Point localization data:
━━━━━━━━
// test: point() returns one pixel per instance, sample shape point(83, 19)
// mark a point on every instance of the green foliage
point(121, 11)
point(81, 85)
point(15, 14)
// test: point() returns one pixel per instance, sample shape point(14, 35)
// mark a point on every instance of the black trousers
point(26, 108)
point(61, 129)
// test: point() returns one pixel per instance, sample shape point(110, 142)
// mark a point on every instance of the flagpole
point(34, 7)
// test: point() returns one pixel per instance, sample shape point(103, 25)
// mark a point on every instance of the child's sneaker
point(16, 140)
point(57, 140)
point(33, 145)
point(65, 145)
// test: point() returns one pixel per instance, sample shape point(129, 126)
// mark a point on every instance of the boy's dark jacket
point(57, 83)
━━━━━━━━
Set down the records again verbatim, so that each word stays as it is.

- **EXERCISE ANSWER**:
// test: point() returns one pixel per instance, sample shape point(83, 19)
// mark a point on every instance of the green foliage
point(121, 11)
point(81, 85)
point(15, 14)
// test: point() returns one pixel per instance, sample shape point(14, 35)
// mark a point on every instance of the black trousers
point(26, 108)
point(61, 129)
// test: point() returns one pixel per instance, sample shape point(110, 142)
// mark a point on every instance of the flagpole
point(34, 7)
// test: point() returns one pixel per instance, sample shape point(103, 25)
// mark a point on every instance of the child's sneaker
point(16, 140)
point(57, 140)
point(33, 145)
point(65, 145)
// test: point() returns one pixel per instance, sample shape point(129, 126)
// mark a point on every instance of the boy's dark jacket
point(57, 83)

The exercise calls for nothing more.